> What the exercise asks:
Find each line in the items below that contains the word "onion" and copy those lines out in full. Case matters.

> Source data:
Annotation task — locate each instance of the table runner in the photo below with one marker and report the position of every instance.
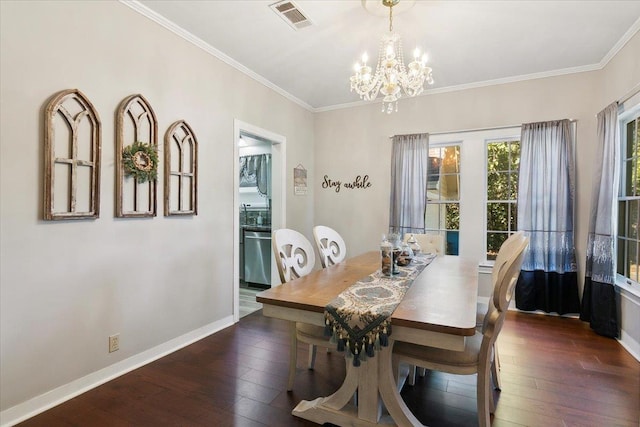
(358, 320)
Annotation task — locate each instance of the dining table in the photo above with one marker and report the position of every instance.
(437, 310)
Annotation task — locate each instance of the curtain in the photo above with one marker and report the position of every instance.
(599, 301)
(548, 280)
(263, 175)
(255, 171)
(409, 157)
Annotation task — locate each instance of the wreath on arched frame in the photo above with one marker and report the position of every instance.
(140, 160)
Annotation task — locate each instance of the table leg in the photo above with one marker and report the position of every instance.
(390, 394)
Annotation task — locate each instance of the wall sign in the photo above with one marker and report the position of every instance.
(299, 180)
(360, 182)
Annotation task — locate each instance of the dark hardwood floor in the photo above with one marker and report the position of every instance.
(555, 372)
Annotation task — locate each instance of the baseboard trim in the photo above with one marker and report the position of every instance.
(48, 400)
(629, 344)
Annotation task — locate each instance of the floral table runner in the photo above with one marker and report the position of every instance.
(358, 319)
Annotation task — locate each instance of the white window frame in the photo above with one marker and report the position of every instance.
(473, 178)
(486, 185)
(440, 232)
(623, 281)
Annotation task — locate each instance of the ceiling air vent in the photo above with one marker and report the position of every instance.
(291, 13)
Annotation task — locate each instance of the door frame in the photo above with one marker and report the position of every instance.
(278, 197)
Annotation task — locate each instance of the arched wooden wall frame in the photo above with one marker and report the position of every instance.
(61, 107)
(180, 137)
(126, 112)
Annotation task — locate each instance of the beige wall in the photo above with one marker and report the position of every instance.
(355, 141)
(66, 286)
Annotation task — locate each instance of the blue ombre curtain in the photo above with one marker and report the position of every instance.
(548, 280)
(408, 199)
(599, 300)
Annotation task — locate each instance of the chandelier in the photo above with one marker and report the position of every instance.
(391, 76)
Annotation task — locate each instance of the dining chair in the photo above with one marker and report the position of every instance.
(295, 258)
(331, 246)
(505, 251)
(429, 243)
(476, 356)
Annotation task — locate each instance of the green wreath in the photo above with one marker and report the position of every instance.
(140, 161)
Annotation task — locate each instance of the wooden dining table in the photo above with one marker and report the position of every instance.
(438, 310)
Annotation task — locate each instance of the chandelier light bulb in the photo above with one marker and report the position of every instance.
(391, 76)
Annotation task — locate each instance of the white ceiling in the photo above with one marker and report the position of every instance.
(469, 43)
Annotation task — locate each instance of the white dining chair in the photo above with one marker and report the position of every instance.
(476, 356)
(295, 258)
(330, 244)
(429, 243)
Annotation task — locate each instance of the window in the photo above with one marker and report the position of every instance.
(443, 195)
(628, 240)
(503, 159)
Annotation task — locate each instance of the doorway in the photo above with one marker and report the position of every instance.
(259, 207)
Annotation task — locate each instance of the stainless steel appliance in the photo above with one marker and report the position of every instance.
(257, 257)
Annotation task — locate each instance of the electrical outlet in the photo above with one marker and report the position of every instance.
(114, 343)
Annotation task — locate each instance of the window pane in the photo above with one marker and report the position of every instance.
(449, 187)
(513, 186)
(453, 216)
(433, 186)
(513, 215)
(633, 260)
(494, 241)
(497, 216)
(632, 224)
(629, 178)
(636, 177)
(630, 145)
(452, 243)
(622, 215)
(432, 220)
(620, 260)
(443, 184)
(498, 186)
(433, 167)
(515, 155)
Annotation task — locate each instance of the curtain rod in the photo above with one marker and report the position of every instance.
(473, 130)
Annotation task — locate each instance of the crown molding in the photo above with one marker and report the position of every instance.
(161, 20)
(621, 43)
(474, 85)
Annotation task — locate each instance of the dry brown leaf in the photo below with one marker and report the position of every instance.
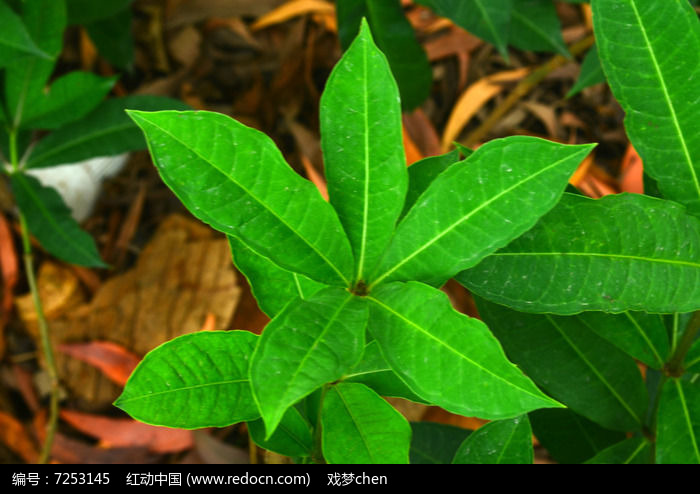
(183, 274)
(185, 46)
(546, 115)
(292, 9)
(14, 435)
(473, 99)
(122, 433)
(194, 11)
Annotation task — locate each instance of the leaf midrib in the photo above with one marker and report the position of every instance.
(451, 349)
(466, 217)
(667, 98)
(599, 254)
(261, 203)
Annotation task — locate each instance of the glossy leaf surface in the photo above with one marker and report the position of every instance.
(396, 38)
(621, 252)
(649, 51)
(573, 364)
(363, 149)
(477, 206)
(635, 450)
(358, 426)
(291, 438)
(50, 221)
(310, 343)
(678, 423)
(569, 437)
(273, 287)
(500, 442)
(435, 444)
(641, 335)
(235, 179)
(447, 358)
(422, 173)
(193, 381)
(375, 372)
(106, 131)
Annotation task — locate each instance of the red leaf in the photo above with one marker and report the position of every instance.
(113, 360)
(122, 433)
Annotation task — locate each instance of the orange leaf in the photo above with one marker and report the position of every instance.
(474, 98)
(113, 360)
(120, 433)
(632, 169)
(13, 434)
(293, 9)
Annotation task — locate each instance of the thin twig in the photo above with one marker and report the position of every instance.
(523, 88)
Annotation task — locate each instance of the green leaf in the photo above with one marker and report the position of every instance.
(86, 11)
(45, 20)
(50, 221)
(487, 19)
(535, 26)
(573, 364)
(435, 444)
(193, 381)
(649, 51)
(291, 438)
(499, 442)
(422, 173)
(70, 98)
(106, 131)
(446, 357)
(643, 336)
(591, 72)
(396, 38)
(16, 43)
(569, 437)
(113, 39)
(272, 286)
(478, 205)
(621, 252)
(310, 343)
(363, 149)
(235, 179)
(635, 450)
(375, 372)
(678, 423)
(358, 426)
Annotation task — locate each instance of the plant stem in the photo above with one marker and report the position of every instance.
(675, 364)
(44, 334)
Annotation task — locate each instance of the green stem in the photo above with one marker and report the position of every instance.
(317, 453)
(675, 364)
(44, 334)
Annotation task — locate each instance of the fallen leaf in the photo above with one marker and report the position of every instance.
(122, 433)
(632, 172)
(293, 9)
(183, 274)
(473, 99)
(14, 435)
(115, 361)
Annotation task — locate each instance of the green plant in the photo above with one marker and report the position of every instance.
(81, 126)
(589, 287)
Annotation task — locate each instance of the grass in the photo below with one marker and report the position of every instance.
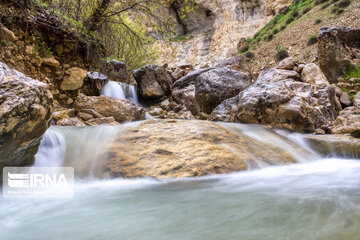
(313, 39)
(181, 38)
(353, 72)
(42, 49)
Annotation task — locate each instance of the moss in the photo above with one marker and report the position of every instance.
(353, 72)
(313, 39)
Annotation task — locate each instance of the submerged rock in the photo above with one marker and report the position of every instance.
(25, 113)
(169, 148)
(335, 145)
(121, 110)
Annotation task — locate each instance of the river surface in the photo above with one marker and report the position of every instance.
(317, 199)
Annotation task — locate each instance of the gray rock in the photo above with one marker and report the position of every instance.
(25, 113)
(153, 82)
(216, 85)
(121, 110)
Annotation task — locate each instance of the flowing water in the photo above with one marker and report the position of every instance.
(318, 198)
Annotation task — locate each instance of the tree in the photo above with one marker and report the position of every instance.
(122, 26)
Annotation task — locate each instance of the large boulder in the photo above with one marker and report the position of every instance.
(121, 110)
(169, 148)
(277, 99)
(338, 49)
(153, 81)
(348, 121)
(25, 113)
(118, 72)
(216, 85)
(74, 79)
(94, 84)
(183, 90)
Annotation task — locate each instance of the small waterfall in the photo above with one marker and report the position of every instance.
(121, 91)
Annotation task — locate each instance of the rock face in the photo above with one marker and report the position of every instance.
(312, 74)
(25, 113)
(338, 49)
(121, 110)
(74, 79)
(216, 27)
(153, 82)
(117, 72)
(94, 83)
(216, 85)
(279, 100)
(172, 148)
(348, 121)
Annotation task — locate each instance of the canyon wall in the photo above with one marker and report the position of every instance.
(211, 32)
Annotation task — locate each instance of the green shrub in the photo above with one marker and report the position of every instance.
(313, 39)
(42, 49)
(269, 37)
(337, 11)
(318, 2)
(352, 72)
(344, 3)
(281, 54)
(325, 6)
(250, 55)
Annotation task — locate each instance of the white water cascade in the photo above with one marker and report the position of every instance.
(316, 199)
(121, 91)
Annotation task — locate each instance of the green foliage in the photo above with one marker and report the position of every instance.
(119, 28)
(353, 89)
(280, 21)
(280, 48)
(318, 21)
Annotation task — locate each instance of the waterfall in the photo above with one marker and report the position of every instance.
(121, 91)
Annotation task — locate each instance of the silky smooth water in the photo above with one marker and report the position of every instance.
(121, 91)
(315, 199)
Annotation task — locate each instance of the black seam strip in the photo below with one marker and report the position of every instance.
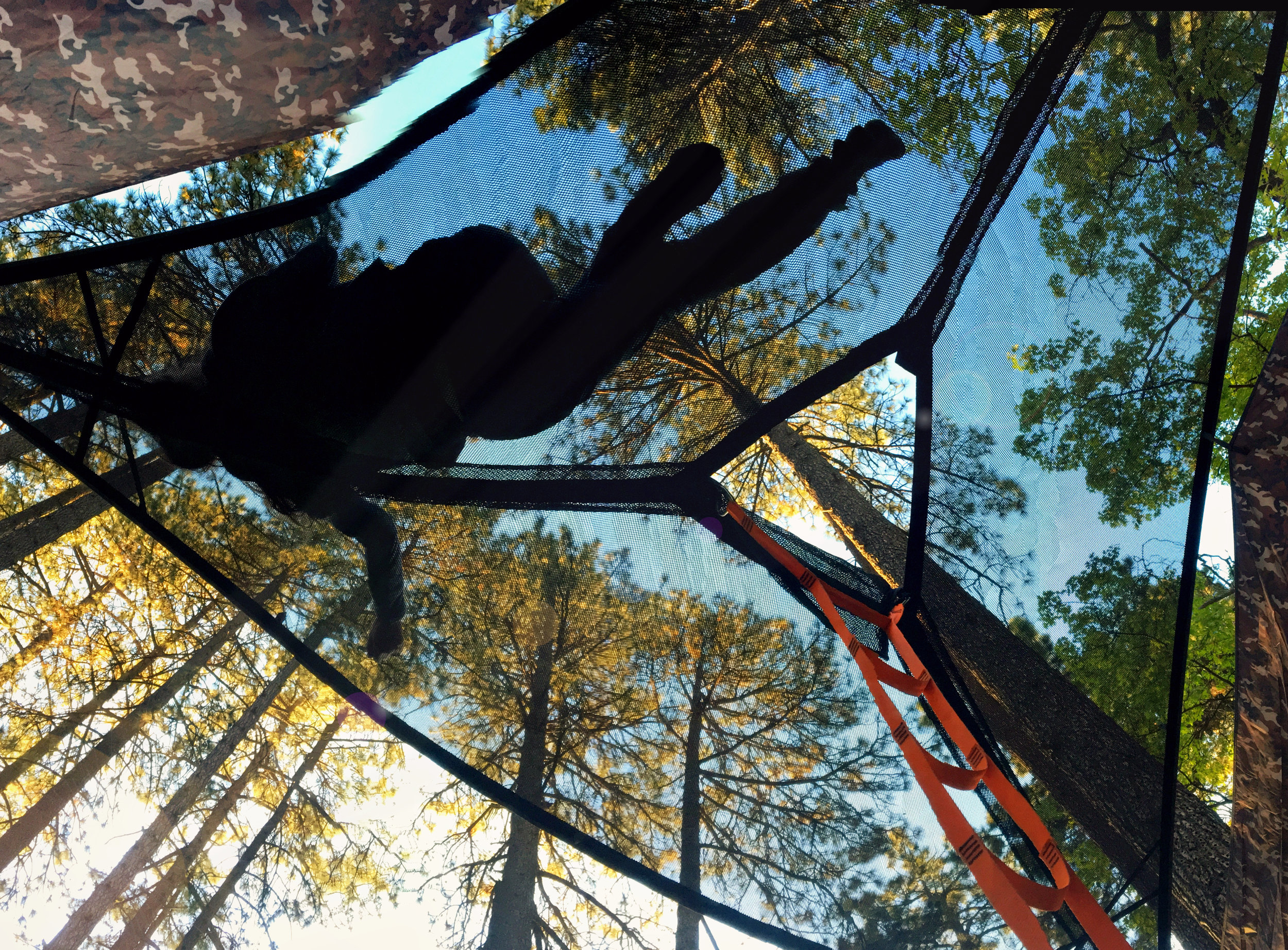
(397, 727)
(1021, 125)
(810, 391)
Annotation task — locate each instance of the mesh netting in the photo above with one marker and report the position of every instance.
(585, 622)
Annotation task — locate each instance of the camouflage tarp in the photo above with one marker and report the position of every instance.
(94, 99)
(1256, 900)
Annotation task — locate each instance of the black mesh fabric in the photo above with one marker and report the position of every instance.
(944, 258)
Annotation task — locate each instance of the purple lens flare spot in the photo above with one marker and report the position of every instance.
(366, 703)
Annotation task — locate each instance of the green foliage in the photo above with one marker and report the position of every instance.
(1121, 616)
(1144, 174)
(774, 81)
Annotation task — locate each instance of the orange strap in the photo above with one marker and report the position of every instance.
(1010, 892)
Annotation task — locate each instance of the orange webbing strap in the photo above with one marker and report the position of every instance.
(1010, 892)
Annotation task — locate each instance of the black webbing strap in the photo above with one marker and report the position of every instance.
(397, 727)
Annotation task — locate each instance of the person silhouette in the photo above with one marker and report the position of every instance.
(467, 339)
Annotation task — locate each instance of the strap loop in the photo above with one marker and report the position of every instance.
(1011, 894)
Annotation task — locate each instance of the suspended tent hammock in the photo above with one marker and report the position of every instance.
(398, 199)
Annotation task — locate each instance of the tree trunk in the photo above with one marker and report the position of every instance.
(514, 912)
(691, 817)
(32, 822)
(109, 891)
(138, 931)
(45, 522)
(226, 889)
(73, 721)
(1100, 775)
(56, 425)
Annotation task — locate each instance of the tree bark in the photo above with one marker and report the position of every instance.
(32, 822)
(140, 928)
(56, 425)
(514, 912)
(1098, 773)
(226, 889)
(45, 522)
(74, 720)
(691, 817)
(71, 722)
(109, 891)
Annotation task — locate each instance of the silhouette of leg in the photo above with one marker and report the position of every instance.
(371, 527)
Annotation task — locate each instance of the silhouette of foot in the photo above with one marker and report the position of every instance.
(863, 150)
(384, 638)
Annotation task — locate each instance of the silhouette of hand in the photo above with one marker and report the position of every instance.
(384, 638)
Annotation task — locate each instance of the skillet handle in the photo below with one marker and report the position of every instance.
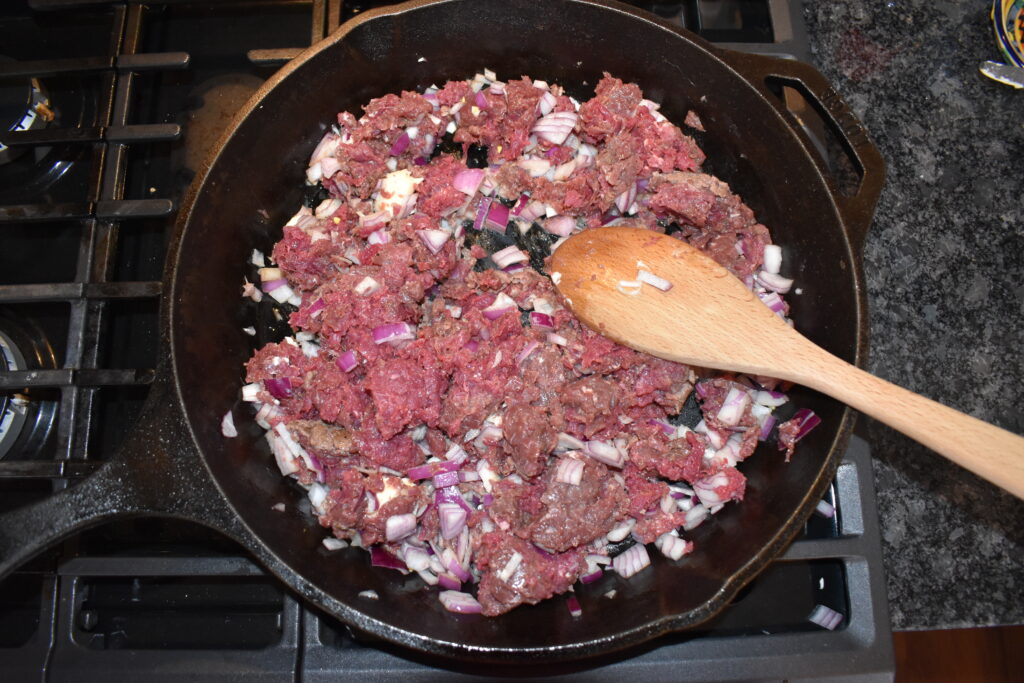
(857, 209)
(158, 471)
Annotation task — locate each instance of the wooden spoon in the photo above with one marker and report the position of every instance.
(709, 318)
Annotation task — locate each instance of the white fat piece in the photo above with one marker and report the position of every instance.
(395, 189)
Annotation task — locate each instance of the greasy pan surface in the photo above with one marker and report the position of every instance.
(253, 185)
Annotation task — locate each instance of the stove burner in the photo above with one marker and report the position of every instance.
(24, 105)
(26, 419)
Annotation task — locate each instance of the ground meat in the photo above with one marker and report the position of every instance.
(428, 382)
(538, 577)
(529, 436)
(577, 515)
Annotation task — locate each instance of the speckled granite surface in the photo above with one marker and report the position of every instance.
(944, 272)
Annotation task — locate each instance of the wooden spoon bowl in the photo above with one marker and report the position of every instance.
(709, 318)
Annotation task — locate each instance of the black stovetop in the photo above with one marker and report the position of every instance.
(139, 93)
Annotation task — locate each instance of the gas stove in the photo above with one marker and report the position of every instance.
(111, 108)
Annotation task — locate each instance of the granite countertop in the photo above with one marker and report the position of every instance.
(944, 268)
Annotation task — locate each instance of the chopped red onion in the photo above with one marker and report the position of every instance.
(393, 332)
(733, 406)
(430, 469)
(653, 281)
(367, 286)
(542, 321)
(481, 212)
(673, 547)
(532, 211)
(569, 471)
(560, 225)
(453, 518)
(498, 217)
(347, 360)
(568, 442)
(807, 420)
(280, 387)
(434, 240)
(503, 304)
(417, 559)
(773, 258)
(227, 426)
(399, 526)
(508, 256)
(557, 339)
(445, 580)
(468, 181)
(464, 603)
(442, 479)
(826, 617)
(633, 560)
(555, 127)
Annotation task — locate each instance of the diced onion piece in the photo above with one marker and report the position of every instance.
(539, 319)
(367, 286)
(227, 426)
(560, 225)
(250, 392)
(621, 531)
(513, 563)
(508, 256)
(629, 287)
(733, 406)
(399, 526)
(497, 218)
(434, 240)
(393, 332)
(456, 601)
(557, 339)
(826, 617)
(334, 544)
(605, 453)
(653, 281)
(673, 547)
(773, 282)
(773, 258)
(625, 201)
(347, 360)
(503, 304)
(555, 127)
(569, 471)
(635, 559)
(568, 442)
(526, 350)
(453, 519)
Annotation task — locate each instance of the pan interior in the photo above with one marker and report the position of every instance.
(254, 184)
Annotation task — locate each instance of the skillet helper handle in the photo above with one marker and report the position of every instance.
(157, 472)
(857, 209)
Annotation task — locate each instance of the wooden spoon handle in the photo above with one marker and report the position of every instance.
(986, 450)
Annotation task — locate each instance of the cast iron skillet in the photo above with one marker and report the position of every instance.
(176, 463)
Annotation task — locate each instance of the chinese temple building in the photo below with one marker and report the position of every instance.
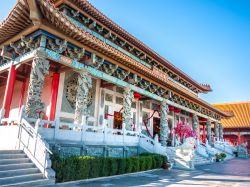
(83, 85)
(237, 128)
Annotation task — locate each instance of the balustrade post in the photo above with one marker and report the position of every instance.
(38, 122)
(83, 127)
(105, 134)
(82, 96)
(164, 123)
(124, 134)
(57, 125)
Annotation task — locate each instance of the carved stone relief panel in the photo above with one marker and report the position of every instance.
(70, 92)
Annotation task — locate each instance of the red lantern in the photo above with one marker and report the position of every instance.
(177, 110)
(137, 95)
(171, 108)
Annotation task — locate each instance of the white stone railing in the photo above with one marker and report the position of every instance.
(201, 150)
(224, 146)
(35, 147)
(90, 135)
(152, 145)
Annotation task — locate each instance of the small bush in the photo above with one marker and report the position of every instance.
(84, 167)
(223, 156)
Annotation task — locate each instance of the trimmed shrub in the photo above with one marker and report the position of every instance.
(84, 167)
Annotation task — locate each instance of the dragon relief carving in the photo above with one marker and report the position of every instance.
(57, 45)
(84, 84)
(128, 96)
(121, 74)
(71, 91)
(164, 123)
(109, 68)
(75, 53)
(94, 61)
(25, 44)
(40, 67)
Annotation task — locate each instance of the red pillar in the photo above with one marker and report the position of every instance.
(204, 133)
(22, 95)
(53, 97)
(9, 90)
(239, 139)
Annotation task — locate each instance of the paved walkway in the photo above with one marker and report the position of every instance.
(230, 173)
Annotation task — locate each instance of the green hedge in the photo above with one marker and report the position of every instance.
(84, 167)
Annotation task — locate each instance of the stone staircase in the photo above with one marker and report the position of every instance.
(200, 160)
(16, 169)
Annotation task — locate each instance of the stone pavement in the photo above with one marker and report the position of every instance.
(231, 173)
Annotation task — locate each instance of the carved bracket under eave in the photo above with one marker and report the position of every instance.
(35, 14)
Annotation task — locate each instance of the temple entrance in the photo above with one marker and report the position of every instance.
(156, 126)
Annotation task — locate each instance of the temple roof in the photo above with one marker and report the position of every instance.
(17, 20)
(241, 112)
(44, 15)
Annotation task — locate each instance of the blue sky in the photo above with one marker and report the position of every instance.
(207, 39)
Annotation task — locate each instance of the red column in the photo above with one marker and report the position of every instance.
(9, 90)
(204, 133)
(22, 95)
(239, 139)
(53, 97)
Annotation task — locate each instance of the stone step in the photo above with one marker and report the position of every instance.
(14, 161)
(18, 172)
(39, 182)
(22, 178)
(10, 151)
(12, 156)
(16, 166)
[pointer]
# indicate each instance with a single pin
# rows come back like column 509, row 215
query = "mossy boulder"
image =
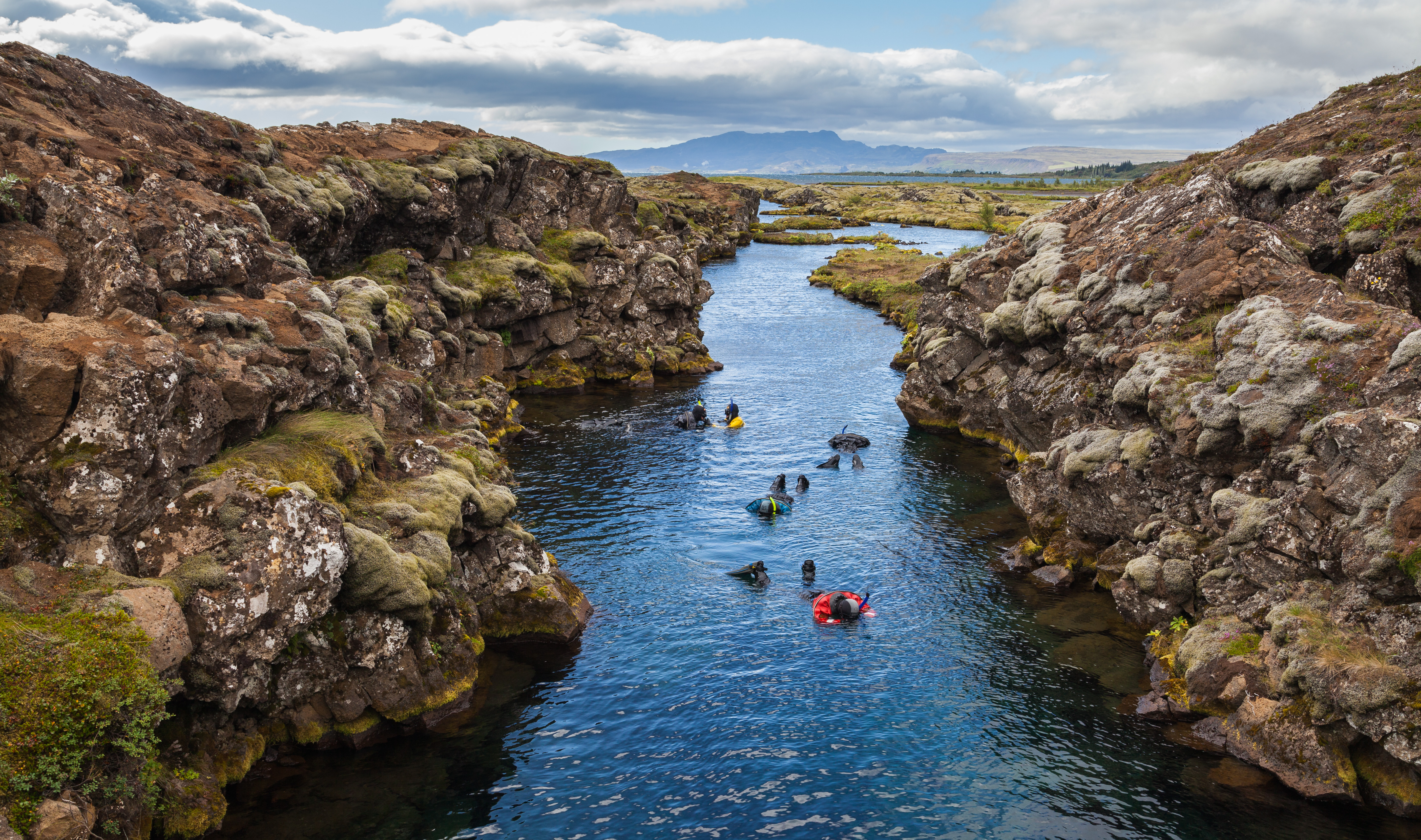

> Output:
Annotation task — locate each instance of the chopped red onion in the photo above with one marker and report the position of every instance.
Annotation task — locate each instance of the diced onion piece in the photo above with one marker and report the position of every instance.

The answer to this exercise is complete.